**Exercices**
(A) Relevez, dans l'ordre, toutes les phrases interrogatives que l'intervieweur adresse au musicien dans l'entretien sur le jazz.
(B) Donnez, s'il vous plaît, la suite de l'entretien sur le jazz, à partir de sa dernière phrase.

**Extrait fourni**
※

Est-ce que vous parlez de vos étudiants à l'Institut supérieur de musique (ISM)?
Oui, absolument. Je fais aussi allusion aux élèves de «couleur jazz» à Ennejema Ezzahra. Cette école, tenue surtout par des Belges, nous révèle, chaque année, de vrais virtuoses.
Considérez-vous l'enseignement du jazz à l'ISM comme une réussite?
Sans aucun doute. Cette expérience a commencé sous forme d'ateliers que j'animais occasionnellement. Elle n'a pu être officialisée qu'avec l'ancien directeur, Mohmed Zinelabidine. Désormais, ces ateliers sont intégrés dans le programme des cours de l'Institut. La guitare est l'instrument le plus sollicité. Mais on compte beaucoup de bons batteurs et même d'excellentes voix. Nous étudions le jazz classique et moderne, en nous référant, évidemment, aux répertoires des grands jazzmen. Les étudiants apprennent aussi les codes et les techniques de l'improvisation.
Considérez-vous qu'un bon artiste est nécessairement un bon enseignant?
Concernant le jazz, oui. L'enseignement est une gratification d'un autre type. Il nous apprend à partager le savoir et à transmettre la motivation et la passion. Le jazz est la musique généreuse par excellence. On s'efface pour faire passer l'autre avant nous. Dans un groupe, chaque intervenant peut être la star d'un solo. Les Stars Ship existent, certes, mais ils n'instaurent pas la règle générale du jazz. D'ailleurs, le Jam-session (ou faire le bœuf) met en valeur cette notion du partage. Il s'agit d'inviter les musiciens à jouer avec le groupe sans y être préparés à l'avance. Un moment d'improvisation, apparemment spontané, mais qui a été durement travaillé. Chaque musicien de jazz ne se lasse jamais de se remettre en question et de s'améliorer. Il est souvent nourri par le groupe qui l'entoure et surtout par l'effervescence d'un instant de plaisir et d'amour, sans mesure.
Franchement, êtes-vous content, aujourd'hui, de votre carrière de musicien?
Je n'ai pas de regrets. Je suis assez fier de ce que j'ai pu accomplir durant ces longues année de vie artistique. (Silence, puis hésitant, il reprend)... Si vous m'aviez posé cette question la semaine dernière, j'aurais répondu d'une manière plus obscure. Il m'est arrivé un incident qui m'a profondément découragé. Un animateur radio était étonné de voir un homme comme moi, d'un certain âge, continuer à courir derrière la promotion de mon dernier album, Tyour el fajr (Les oiseaux de l'aurore)... Il ignore qu'un artiste, surtout un jazzman, ne vieillit jamais et qu'il ne compte pas les années... Heureusement, que ma déception n'a pas beaucoup duré. Quelques jours plus tard, j'ai appris qu'une de mes récentes compositions Rêves d'Oasis a été sélectionnée parmi les morceaux les plus téléchargés sur le prestigieux site du Jazz (All About Jazz.com). Un site qui regroupe, chaque saison, toutes les nouvelles créations du monde entier. Je compte désormais parmi ses cinq artistes vedettes. J'avoue que cet événement m'a donné des ailes.

※

**Extraits de données**
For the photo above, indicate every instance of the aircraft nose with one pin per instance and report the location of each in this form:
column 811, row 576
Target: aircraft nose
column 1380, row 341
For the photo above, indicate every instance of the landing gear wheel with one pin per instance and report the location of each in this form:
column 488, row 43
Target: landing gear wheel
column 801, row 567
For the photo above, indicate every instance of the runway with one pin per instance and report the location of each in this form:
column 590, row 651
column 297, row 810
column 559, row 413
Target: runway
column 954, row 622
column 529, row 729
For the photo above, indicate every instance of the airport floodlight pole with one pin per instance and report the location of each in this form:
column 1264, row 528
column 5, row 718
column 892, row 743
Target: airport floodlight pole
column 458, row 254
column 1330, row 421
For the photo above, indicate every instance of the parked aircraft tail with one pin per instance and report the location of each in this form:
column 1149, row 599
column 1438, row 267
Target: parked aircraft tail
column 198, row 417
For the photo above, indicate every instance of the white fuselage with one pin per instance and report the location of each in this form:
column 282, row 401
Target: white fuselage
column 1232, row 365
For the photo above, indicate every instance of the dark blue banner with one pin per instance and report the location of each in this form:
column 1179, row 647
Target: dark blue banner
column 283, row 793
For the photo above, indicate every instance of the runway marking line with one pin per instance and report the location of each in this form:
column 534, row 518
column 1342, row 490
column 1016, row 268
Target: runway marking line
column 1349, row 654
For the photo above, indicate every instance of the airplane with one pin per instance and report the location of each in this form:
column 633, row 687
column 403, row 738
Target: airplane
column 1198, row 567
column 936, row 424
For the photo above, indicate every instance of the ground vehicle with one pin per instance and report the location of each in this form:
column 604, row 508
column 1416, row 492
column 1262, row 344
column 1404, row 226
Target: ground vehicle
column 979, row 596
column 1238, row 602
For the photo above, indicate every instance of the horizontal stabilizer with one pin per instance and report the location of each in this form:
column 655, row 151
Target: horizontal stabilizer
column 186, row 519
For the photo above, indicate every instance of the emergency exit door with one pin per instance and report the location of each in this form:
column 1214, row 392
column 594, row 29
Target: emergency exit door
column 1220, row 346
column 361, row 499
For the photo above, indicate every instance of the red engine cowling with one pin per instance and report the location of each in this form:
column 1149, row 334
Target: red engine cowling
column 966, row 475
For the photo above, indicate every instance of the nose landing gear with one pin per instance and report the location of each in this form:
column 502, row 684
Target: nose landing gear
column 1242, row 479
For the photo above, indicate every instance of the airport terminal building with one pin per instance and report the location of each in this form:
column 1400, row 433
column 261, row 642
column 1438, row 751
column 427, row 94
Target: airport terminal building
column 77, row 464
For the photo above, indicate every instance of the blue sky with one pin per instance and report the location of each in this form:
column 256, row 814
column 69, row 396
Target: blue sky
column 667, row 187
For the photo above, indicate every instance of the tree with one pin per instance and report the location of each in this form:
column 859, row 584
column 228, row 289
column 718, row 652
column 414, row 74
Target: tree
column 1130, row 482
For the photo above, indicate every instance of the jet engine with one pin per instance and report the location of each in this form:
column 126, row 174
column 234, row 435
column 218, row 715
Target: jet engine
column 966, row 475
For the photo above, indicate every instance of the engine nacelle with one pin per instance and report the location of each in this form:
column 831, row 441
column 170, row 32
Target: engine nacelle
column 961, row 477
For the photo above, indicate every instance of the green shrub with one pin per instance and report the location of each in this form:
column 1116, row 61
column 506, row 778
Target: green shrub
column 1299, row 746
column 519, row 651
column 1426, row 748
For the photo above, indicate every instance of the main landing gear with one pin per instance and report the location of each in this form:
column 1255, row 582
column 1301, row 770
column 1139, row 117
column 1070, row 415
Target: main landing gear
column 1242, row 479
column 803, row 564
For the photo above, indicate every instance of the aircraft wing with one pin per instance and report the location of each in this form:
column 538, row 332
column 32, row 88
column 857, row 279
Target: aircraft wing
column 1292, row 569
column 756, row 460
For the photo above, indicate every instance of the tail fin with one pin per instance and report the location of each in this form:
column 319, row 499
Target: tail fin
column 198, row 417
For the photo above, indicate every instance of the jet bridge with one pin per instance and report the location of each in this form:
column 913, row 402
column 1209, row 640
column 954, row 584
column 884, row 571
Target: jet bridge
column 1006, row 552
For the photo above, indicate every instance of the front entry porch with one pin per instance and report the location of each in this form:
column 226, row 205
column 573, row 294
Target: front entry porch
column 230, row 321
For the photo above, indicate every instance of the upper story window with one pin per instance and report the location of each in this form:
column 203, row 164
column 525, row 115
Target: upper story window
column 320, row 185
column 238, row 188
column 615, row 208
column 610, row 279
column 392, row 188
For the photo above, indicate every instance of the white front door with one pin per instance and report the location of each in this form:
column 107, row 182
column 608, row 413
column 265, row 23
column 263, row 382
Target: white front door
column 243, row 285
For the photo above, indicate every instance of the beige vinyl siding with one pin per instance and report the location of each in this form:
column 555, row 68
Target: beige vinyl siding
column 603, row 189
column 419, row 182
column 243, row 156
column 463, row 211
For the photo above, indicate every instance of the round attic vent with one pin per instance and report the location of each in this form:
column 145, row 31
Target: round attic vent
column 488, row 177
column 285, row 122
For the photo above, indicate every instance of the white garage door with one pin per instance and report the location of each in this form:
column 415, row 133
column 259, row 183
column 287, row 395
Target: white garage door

※

**Réponses par exercice**
(A)
1. Est-ce que vous parlez de vos étudiants à l'Institut supérieur de musique (ISM)?
2. Considérez-vous l'enseignement du jazz à l'ISM comme une réussite?
3. Considérez-vous qu'un bon artiste est nécessairement un bon enseignant?
4. Franchement, êtes-vous content, aujourd'hui, de votre carrière de musicien?

(B)
Voulez-vous donc dire que vous êtes davantage connu ailleurs qu'en Tunisie?
Je dirais que je suis peut-être plus estimé à ma juste valeur, ailleurs qu'ici. J'ai l'impression que les auditeurs tunisiens, d'une manière générale, ne s'intéressent qu'aux rythmes saccadés. Ils aiment être secoués plutôt que bercés. Ils ont peu de patience pour écouter jusqu'au bout un duo de piano et de guitare. Les paramètres de l'écoute sont de plus en plus bizarroïdes.
Pourtant, les Tunisiens aiment le jazz...
Bizarrement, oui. Et ce, depuis longtemps. Le jazz est ancré dans notre culture. On m'a raconté que les Italiens et les Maltais, au début du siècle dernier, animaient au Palmarium de grands clubs de jazz. On m'a rapporté aussi que les grandes figures de l'époque fréquentaient ce lieu prestigieux. Les bals et les concerts de qualité étaient nombreux. La frénésie artistique de l'époque a donné naissance à un public de jazz bien averti.
Il faut aussi reconnaître que cela est dû aussi à la présence, quasi constante, de cette musique dans les programmations de beaucoup de festivals...
Oui. Absolument. Le jazz a été un des piliers du festival international de Carthage. Tabarka a été, pendant des années, un lieu de « pélerinage » pour tous les artistes. Des grands musiciens de jazz y étaient invités, ainsi que les critiques spécialisés. C'était, pendant des années, la grande fête. Hélas, ce rendez-vous artistique a perdu, au fil des ans, de son prestige et de son originalité. Il a fini par disparaître.
Depuis quelque temps, le jazz est à l'affiche de plusieurs festivals. Il a apparemment quitté Tabarka pour s'installer à Tunis...
Je ne veux pas dire du mal des festivals actuels. Le jazz est un océan ouvert à toutes les préférences. Comme je vous l'ai dit, il est tellement généreux qu'il se donne à toutes les tendances, tels le jazz pop ou encore le free-jazz dont le maître, à mon avis, est le pianiste Cecil Taylor qui fait preuve de tant de liberté, soutenue par un grand savoir musical... Mais je reste toujours un nostalgique du jazz des grands maîtres new-yorkais : Wes Montgomery ou Django Reinhardt.
Pensez-vous créer votre propre festival?
Organiser un festival réservé uniquement au jazz, le vrai, figure parmi les objectifs du club de jazz de Tunis. Ce projet nous tient vraiment à cœur.
Avez-vous l'appui des organismes officiels?
Vous savez, le jazz a toujours été le parent pauvre de la culture. Mais lorsqu'on est passionné, comme nous le sommes, on n'attend pas d'être soutenu. Notre amour et notre dévouement pour cette musique nous procurera toujours autant de volonté que de force. Nous nous sentons capables de réaliser nos ambitions et nos rêves, même les plus audacieux.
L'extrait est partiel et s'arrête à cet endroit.